* WORK TO COMPLETE *
Render the entries below as a Markdown table with the columns Row and Line. Number each line in Row and put its text in Line, leaving out blank lines.

* THE RECORDS *

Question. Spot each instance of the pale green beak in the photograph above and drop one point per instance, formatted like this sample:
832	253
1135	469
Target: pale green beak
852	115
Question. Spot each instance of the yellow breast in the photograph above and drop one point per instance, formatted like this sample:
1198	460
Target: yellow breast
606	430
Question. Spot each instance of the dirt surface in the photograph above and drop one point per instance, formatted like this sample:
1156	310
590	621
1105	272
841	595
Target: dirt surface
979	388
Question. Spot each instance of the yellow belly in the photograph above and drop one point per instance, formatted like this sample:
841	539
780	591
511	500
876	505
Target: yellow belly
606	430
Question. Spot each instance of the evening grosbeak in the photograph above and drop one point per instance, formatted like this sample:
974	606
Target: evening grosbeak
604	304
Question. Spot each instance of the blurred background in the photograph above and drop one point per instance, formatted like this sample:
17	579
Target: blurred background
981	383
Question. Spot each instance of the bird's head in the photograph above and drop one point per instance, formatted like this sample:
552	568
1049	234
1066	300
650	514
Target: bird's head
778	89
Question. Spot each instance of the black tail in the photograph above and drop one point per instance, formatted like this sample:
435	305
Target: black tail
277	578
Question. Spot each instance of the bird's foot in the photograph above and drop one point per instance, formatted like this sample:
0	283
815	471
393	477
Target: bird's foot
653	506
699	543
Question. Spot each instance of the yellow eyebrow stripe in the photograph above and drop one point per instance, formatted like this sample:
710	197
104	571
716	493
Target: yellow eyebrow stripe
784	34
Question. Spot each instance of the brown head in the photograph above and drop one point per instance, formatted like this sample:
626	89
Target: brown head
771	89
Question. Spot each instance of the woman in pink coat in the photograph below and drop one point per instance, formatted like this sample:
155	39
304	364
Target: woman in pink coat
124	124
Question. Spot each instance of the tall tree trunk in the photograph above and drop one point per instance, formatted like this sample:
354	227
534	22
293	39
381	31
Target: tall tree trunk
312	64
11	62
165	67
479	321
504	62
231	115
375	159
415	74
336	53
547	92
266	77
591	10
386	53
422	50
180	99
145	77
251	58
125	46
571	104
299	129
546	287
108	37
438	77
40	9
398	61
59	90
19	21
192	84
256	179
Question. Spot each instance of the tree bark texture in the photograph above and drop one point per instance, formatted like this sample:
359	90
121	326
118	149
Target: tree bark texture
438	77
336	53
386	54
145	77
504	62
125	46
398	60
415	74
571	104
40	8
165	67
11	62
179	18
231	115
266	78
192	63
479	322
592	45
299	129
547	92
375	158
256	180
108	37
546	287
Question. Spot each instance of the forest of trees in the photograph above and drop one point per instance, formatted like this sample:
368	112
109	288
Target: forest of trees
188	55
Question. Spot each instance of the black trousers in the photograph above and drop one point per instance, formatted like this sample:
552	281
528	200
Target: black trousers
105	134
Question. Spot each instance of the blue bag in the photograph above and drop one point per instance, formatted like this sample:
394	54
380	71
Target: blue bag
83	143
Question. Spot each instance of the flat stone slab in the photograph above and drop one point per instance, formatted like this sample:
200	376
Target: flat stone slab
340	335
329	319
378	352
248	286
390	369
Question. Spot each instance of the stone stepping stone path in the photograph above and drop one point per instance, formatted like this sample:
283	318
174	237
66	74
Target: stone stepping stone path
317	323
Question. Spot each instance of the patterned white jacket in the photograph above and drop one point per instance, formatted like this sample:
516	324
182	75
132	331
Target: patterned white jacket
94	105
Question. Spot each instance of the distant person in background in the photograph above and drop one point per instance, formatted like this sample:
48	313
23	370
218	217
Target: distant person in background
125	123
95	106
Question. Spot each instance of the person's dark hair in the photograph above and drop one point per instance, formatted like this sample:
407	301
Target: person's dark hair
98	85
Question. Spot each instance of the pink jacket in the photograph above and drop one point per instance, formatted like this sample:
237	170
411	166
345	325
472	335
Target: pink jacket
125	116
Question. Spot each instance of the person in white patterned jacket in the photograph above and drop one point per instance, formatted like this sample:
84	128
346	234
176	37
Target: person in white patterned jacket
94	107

* EXERCISE RESPONSE *
| Row | Line |
|---|---|
| 1 | Question. Spot each instance of the pale green beak in the photograph above and drop one point per instance, formatted like this sample: |
| 2 | 832	253 |
| 3 | 1135	469 |
| 4 | Target: pale green beak |
| 5 | 852	115 |
| 6 | Question. Spot each instance of the yellow breast in the photograph above and drop one point per instance, formatted like this sample: |
| 7 | 1198	460 |
| 8 | Target: yellow breast |
| 9 | 606	430 |
| 10 | Question. Spot each instance of the dirt surface in the photograph above and drop one point per instance, formatted like this sample: |
| 11 | 1156	310 |
| 12 | 590	621 |
| 13 | 1105	272 |
| 14 | 841	595 |
| 15 | Target: dirt surface |
| 16 | 979	388 |
| 17 | Question. Spot each instance of the yellow belly in the photograph above and drop one point per instance, formatted like this sample: |
| 18 | 841	539 |
| 19 | 780	591 |
| 20 | 511	500 |
| 21 | 876	505 |
| 22 | Target: yellow belly |
| 23 | 606	430 |
| 24 | Question. Spot each instance of the evening grosbeak in the photograph above and drop one point per instance, formatted like this sample: |
| 25 | 974	606 |
| 26 | Target: evening grosbeak |
| 27 | 604	304 |
| 28 | Question. Spot each instance of the blurred background in the photograph above and drop one point per instance, formatted like this sample: |
| 29 | 17	579 |
| 30 | Target: blurred background |
| 31 | 981	383 |
| 32 | Question. Spot each instance of the bird's head in the photograph above and drop one point per instance, formatted like this sample: |
| 33 | 552	568 |
| 34 | 1049	234 |
| 35 | 1066	300 |
| 36 | 650	514 |
| 37 | Target: bird's head |
| 38 | 778	89 |
| 39 | Question. Spot each instance of the black tail in the photograph above and drop one point per instance, formatted like this sample: |
| 40 | 435	305 |
| 41 | Target: black tail |
| 42 | 277	578 |
| 43 | Question. Spot each instance of the bird's foot in the photograph above and drop one point per instance, formatted like this sample: |
| 44 | 0	283 |
| 45 | 815	471 |
| 46 | 393	477 |
| 47 | Target: bird's foot |
| 48 | 653	506 |
| 49 | 699	543 |
| 50 | Question. Spot each instance of the yellow eyebrow stripe in the photograph above and drop one point per instance, formatted like this sample: |
| 51 | 710	197 |
| 52 | 104	571 |
| 53 | 716	493 |
| 54 | Target: yellow eyebrow stripe |
| 55 | 784	34 |
| 56 | Question. Spot each instance of the brown head in the photograph above and drop one point per instance, formatted like this sample: |
| 57 | 626	89 |
| 58 | Target: brown head |
| 59 | 771	89 |
| 60 | Question. Spot each instance of the woman in pink coat in the photograph below and drop one point per instance, formatted like this sample: |
| 61 | 155	39 |
| 62 | 304	364 |
| 63 | Target: woman in pink coat |
| 64 | 124	124 |
| 65 | Question. Spot each instance of the tall tree trunk in the photograph above and drop one point per instance, formatted like this sample: |
| 66 | 354	227 |
| 67 | 534	22 |
| 68 | 293	39 |
| 69 | 381	31 |
| 70 | Target: tall tree trunk |
| 71 | 312	64 |
| 72 | 11	62 |
| 73 | 165	67 |
| 74 | 479	321 |
| 75 | 504	62 |
| 76 | 231	115 |
| 77 | 375	159 |
| 78 | 415	74 |
| 79 | 336	53 |
| 80 | 547	92 |
| 81 | 266	77 |
| 82 | 591	10 |
| 83 | 386	53 |
| 84 | 422	50 |
| 85 | 180	99 |
| 86 | 145	77 |
| 87 | 251	58 |
| 88 | 125	46 |
| 89 | 571	104 |
| 90 | 299	129 |
| 91 | 546	287 |
| 92 | 108	37 |
| 93 | 438	77 |
| 94 | 40	9 |
| 95 | 398	61 |
| 96 | 59	90 |
| 97 | 19	21 |
| 98 | 192	84 |
| 99 | 256	179 |
| 100 | Question. Spot each instance of the tree bark texture in the photograph above and drop one point per instance, formatted like this sample: |
| 101 | 359	90 |
| 102 | 121	326 |
| 103 | 118	149 |
| 104 | Target: tree bark texture |
| 105 | 438	77 |
| 106 | 336	53 |
| 107 | 386	54 |
| 108 | 145	77 |
| 109 | 504	62 |
| 110 | 125	46 |
| 111 | 398	60 |
| 112 | 415	74 |
| 113 | 571	104 |
| 114 | 40	8 |
| 115 | 165	67 |
| 116 | 11	62 |
| 117 | 179	18 |
| 118 | 231	115 |
| 119 | 266	78 |
| 120 | 192	63 |
| 121 | 479	322 |
| 122 | 592	45 |
| 123 | 299	129 |
| 124 | 547	92 |
| 125 | 375	158 |
| 126 | 256	180 |
| 127 | 108	37 |
| 128 | 546	287 |
| 129 | Question. Spot each instance of the forest of trees in the photograph above and drop one point per instance, formatted like this sample: |
| 130 | 368	112 |
| 131 | 109	288 |
| 132 | Target: forest of trees |
| 133 | 188	55 |
| 134 | Question. Spot each instance of the black trousers in the photograph above and drop one point per instance, formatted like this sample: |
| 135 | 552	281 |
| 136 | 528	200 |
| 137 | Target: black trousers |
| 138 | 105	134 |
| 139 | Question. Spot each instance of the blue bag in the photograph above and drop one point per instance, formatted like this sample: |
| 140 | 394	54 |
| 141 | 380	71 |
| 142 | Target: blue bag |
| 143 | 83	143 |
| 144 | Question. Spot each instance of the flat stone slab in the photograph above and drop one point per instance, formatted like this sample: |
| 145 | 200	376 |
| 146 | Target: flat stone slab |
| 147 | 340	335 |
| 148 | 329	319 |
| 149 | 378	352 |
| 150 | 248	286 |
| 151 | 390	369 |
| 152 | Question. Spot each instance of the stone stepping stone path in the photograph above and drop one point per instance, formatted like this sample: |
| 153 | 283	318 |
| 154 | 174	237 |
| 155 | 66	74 |
| 156 | Target: stone stepping stone path |
| 157 | 317	323 |
| 158 | Question. Spot each instance of the patterned white jacket in the photograph above and drop one point per instance, formatted like this sample: |
| 159 | 516	324 |
| 160 | 182	75 |
| 161 | 132	331 |
| 162 | Target: patterned white jacket |
| 163 | 94	105 |
| 164 | Question. Spot each instance of the distant person in background in the photograph above and drop one point per instance, formatted like this sample: |
| 165 | 48	313 |
| 166 | 23	370 |
| 167 | 218	217 |
| 168 | Target: distant person in background |
| 169 | 125	123 |
| 170 | 95	106 |
| 171 | Question. Spot each instance of the person's dark hair in the photograph above and drop one point per instance, formatted like this sample: |
| 172 | 407	301 |
| 173 | Target: person's dark hair |
| 174 | 98	85 |
| 175 | Question. Spot each instance of the pink jacket in the photograph above and drop one point per instance, formatted like this sample: |
| 176 | 237	170 |
| 177 | 411	166 |
| 178 | 345	325 |
| 179 | 472	335 |
| 180 | Target: pink jacket |
| 181 | 125	116 |
| 182 | Question. Spot each instance of the person in white patterned jacket in the photograph above and drop one point per instance, formatted like this sample: |
| 183 | 84	128 |
| 184 | 346	234 |
| 185 | 176	37 |
| 186 | Target: person in white patterned jacket |
| 187 | 94	107 |